Exercise goal: Recast everything from the start of the rows below down to the line containing "[(43, 241)]", both ends included, as a JSON list of strings with one string per line and no entries for blank lines. Leave the pictures out of your answer.

>>>>

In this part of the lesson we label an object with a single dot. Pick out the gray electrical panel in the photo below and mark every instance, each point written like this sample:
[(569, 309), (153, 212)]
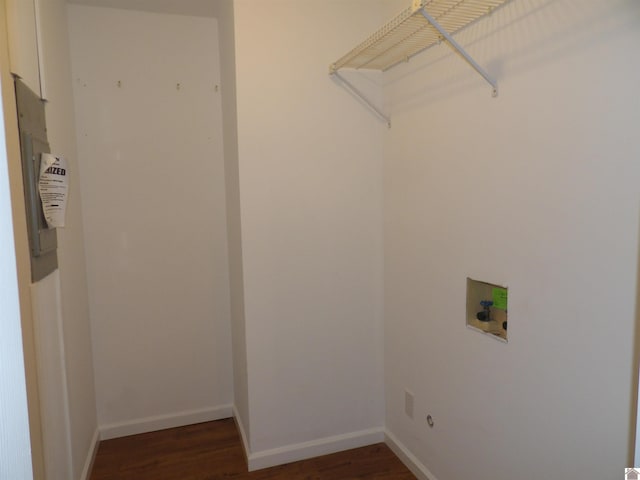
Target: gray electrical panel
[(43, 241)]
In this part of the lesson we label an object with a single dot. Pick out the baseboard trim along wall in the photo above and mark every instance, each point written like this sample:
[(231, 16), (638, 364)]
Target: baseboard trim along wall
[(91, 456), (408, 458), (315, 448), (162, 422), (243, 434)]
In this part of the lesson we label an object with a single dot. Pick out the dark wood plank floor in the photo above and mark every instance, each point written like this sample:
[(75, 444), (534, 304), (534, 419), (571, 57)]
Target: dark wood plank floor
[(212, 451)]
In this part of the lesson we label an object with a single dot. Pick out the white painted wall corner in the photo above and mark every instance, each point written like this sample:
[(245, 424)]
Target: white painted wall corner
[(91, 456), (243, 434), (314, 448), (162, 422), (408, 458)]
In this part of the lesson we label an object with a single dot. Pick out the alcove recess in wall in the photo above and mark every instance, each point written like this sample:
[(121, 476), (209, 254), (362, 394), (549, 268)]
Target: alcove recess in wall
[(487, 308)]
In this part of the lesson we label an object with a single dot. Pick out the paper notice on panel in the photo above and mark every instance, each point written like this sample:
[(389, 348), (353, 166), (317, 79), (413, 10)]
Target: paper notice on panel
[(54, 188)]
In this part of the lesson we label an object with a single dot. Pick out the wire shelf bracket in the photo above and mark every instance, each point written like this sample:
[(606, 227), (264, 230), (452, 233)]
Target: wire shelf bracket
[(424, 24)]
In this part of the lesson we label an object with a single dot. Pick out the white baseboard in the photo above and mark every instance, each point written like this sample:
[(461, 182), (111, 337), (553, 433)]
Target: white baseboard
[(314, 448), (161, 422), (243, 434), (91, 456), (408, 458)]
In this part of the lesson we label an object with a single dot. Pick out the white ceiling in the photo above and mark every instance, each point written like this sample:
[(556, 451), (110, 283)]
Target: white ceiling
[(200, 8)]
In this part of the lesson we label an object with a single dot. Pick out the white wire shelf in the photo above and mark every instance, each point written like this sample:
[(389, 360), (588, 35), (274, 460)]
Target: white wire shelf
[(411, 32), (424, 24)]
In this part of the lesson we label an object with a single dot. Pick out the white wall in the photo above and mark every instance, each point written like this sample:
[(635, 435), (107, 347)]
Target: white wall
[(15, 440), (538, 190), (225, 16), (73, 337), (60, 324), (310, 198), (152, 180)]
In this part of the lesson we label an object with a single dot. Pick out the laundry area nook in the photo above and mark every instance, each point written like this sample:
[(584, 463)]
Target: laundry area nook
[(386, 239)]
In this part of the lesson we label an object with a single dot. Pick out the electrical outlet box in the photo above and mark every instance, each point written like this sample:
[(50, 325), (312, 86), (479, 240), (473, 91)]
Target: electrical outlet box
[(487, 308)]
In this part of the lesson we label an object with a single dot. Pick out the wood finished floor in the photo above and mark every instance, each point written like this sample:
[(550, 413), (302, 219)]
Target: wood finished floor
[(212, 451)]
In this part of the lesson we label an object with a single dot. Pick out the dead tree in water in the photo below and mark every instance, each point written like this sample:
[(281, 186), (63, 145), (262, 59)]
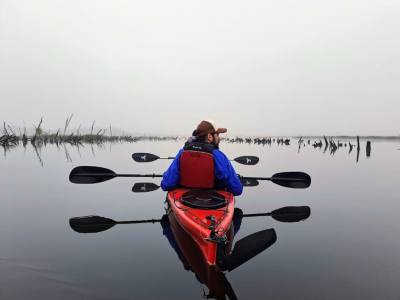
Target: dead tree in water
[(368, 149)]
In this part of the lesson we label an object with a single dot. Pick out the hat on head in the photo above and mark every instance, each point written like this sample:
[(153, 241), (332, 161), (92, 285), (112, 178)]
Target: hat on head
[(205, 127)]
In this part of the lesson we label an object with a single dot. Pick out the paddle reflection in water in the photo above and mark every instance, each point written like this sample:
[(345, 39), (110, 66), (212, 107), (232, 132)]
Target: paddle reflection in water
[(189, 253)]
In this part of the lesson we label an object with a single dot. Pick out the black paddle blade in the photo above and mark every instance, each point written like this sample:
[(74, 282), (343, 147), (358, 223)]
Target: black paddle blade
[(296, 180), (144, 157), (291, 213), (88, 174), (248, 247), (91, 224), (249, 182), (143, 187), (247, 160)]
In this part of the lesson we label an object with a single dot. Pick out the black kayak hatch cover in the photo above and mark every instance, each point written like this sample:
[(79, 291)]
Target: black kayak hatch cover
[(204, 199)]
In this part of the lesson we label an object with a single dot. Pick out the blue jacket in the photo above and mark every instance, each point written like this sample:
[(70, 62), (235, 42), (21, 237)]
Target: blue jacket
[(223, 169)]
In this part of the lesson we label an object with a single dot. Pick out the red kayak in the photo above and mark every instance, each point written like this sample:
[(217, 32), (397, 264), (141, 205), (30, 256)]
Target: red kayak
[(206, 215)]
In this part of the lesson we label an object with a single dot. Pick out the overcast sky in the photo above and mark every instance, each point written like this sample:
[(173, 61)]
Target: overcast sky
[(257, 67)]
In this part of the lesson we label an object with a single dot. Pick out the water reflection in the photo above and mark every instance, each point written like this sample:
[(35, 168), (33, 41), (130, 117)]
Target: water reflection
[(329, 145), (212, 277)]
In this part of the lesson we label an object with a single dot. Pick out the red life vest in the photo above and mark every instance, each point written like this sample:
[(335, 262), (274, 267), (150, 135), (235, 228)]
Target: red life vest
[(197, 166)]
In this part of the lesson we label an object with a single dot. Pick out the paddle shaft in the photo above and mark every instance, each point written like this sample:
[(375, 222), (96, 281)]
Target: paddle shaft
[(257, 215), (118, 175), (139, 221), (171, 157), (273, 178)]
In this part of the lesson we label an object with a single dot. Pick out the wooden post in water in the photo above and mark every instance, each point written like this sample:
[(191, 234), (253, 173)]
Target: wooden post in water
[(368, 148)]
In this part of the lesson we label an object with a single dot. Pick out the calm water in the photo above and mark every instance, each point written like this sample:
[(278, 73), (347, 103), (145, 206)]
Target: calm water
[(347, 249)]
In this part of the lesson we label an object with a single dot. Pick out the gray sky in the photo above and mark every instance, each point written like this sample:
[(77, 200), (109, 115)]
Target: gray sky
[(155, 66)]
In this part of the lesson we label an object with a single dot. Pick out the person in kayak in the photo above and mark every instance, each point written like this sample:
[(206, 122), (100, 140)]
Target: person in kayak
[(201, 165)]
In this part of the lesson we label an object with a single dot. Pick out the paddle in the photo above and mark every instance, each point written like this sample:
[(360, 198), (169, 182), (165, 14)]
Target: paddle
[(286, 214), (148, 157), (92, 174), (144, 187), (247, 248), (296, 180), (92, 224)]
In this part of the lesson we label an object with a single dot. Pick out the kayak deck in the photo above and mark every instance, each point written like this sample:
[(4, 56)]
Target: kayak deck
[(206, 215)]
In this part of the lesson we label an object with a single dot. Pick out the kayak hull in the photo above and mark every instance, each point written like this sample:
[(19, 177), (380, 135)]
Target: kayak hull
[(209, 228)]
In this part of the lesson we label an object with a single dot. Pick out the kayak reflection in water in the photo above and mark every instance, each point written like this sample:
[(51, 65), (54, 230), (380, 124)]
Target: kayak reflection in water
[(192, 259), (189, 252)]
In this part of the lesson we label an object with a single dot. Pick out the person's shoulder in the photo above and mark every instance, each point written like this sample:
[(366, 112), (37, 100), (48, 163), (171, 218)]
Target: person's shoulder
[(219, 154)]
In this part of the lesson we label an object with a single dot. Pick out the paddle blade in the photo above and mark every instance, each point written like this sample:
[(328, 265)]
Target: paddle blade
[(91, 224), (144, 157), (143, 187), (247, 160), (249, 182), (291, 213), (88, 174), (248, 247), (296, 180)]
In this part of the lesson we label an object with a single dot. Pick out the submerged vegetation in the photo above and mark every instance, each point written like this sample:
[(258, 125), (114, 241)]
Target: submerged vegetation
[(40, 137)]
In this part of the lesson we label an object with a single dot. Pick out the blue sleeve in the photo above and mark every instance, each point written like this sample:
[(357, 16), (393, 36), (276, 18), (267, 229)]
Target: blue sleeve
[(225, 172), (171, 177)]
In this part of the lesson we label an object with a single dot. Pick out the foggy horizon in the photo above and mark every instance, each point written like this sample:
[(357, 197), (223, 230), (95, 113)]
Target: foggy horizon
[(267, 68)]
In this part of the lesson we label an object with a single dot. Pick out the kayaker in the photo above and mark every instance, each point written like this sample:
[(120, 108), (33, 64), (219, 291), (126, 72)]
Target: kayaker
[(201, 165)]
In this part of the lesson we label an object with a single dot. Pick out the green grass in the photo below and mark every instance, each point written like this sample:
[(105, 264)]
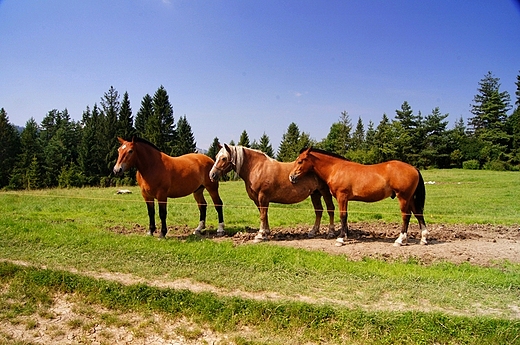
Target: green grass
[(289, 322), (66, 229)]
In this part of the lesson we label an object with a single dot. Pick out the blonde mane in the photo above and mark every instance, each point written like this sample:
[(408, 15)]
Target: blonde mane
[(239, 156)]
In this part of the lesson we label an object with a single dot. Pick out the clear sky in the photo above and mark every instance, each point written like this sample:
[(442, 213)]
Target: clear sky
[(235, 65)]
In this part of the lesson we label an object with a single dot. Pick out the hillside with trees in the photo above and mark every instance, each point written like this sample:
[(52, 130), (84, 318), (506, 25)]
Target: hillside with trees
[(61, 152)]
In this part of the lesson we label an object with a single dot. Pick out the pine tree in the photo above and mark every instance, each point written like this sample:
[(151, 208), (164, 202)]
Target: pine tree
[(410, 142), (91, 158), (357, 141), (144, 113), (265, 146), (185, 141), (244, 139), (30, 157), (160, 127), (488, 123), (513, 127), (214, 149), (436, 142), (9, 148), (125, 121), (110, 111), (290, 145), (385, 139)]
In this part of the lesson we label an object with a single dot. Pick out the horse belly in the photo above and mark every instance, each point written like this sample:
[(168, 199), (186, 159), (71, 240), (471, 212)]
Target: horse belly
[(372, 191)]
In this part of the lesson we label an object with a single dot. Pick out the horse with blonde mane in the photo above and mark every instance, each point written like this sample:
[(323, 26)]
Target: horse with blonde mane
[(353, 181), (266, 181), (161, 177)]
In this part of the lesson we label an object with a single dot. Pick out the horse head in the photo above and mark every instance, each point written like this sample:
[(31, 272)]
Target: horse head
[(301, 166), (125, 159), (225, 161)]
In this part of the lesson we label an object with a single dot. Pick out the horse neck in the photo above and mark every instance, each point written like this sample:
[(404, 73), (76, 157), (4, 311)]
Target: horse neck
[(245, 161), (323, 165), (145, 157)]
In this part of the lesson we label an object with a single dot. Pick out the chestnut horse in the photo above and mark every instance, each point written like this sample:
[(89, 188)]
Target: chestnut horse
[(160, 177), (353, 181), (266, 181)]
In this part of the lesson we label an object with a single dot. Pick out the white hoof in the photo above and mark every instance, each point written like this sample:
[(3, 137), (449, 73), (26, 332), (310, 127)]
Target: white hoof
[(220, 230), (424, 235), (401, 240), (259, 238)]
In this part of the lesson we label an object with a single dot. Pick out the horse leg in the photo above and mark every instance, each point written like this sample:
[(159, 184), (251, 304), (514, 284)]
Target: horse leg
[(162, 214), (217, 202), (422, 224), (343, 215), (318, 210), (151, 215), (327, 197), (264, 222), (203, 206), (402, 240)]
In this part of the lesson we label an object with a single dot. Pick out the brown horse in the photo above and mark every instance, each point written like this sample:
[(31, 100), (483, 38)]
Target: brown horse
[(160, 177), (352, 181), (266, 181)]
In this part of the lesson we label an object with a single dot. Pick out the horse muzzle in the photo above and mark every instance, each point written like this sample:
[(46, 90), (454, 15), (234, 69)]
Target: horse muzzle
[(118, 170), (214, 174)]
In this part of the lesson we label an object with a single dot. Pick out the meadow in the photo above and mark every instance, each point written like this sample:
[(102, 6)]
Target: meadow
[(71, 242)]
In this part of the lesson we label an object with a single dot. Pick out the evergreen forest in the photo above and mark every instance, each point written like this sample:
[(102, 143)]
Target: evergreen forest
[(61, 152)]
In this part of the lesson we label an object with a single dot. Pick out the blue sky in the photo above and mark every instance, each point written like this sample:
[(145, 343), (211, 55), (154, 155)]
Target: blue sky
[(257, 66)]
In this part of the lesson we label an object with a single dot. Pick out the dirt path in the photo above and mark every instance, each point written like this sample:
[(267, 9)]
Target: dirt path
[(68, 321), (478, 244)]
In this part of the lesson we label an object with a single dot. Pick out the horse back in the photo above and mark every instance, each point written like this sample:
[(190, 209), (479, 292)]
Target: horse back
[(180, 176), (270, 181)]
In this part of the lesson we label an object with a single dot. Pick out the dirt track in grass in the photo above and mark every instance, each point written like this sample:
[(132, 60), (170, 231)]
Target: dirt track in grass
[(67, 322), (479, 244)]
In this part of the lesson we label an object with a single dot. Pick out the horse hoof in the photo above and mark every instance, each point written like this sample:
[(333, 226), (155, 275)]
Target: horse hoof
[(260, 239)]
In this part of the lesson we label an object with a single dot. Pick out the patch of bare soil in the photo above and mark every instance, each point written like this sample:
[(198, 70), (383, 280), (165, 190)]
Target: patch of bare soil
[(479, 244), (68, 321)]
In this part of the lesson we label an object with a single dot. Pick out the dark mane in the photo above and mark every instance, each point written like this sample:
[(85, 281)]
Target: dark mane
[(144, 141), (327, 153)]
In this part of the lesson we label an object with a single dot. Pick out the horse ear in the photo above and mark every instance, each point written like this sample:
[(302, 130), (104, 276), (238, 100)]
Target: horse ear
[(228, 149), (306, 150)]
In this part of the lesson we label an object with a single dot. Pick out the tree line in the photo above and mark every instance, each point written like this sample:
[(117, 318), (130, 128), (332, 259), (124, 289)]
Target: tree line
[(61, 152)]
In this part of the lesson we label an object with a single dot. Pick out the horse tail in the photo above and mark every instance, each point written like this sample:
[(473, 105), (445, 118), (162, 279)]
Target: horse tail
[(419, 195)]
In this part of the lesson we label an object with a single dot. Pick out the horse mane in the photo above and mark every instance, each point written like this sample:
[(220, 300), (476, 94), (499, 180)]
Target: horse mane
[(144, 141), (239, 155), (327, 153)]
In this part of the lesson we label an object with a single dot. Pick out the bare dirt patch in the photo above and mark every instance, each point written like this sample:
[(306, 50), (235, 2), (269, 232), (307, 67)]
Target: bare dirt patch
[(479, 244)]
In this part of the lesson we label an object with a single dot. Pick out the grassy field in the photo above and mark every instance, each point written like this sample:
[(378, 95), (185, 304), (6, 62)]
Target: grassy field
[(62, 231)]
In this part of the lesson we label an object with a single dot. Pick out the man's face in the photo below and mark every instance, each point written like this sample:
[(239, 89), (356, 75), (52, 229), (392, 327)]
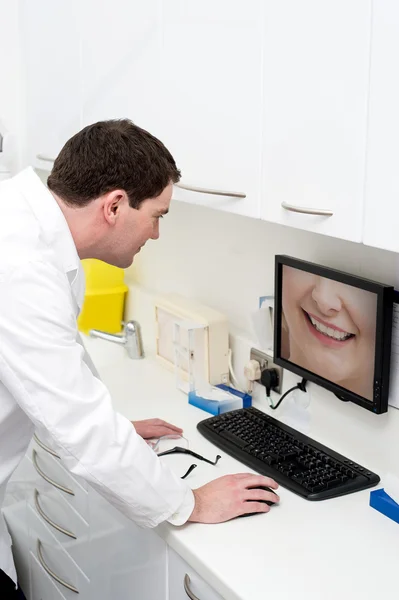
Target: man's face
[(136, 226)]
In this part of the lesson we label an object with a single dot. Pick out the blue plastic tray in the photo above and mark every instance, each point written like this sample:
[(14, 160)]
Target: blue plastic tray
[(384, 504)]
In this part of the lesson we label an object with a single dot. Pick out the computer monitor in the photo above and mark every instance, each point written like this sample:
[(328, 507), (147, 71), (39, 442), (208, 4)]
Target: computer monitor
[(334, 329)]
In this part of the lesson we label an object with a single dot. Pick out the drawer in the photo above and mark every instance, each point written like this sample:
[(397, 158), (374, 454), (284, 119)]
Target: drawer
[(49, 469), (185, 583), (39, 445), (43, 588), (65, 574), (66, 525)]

<<<<

Output for this exercise:
[
  "In this part of the lesson we label an object with a single dot. Pick out the gray electrical panel in the photo below and mark every instance, each point written like this sample:",
  "[(569, 309), (153, 212)]",
  "Target: gray electrical panel",
  "[(43, 241)]"
]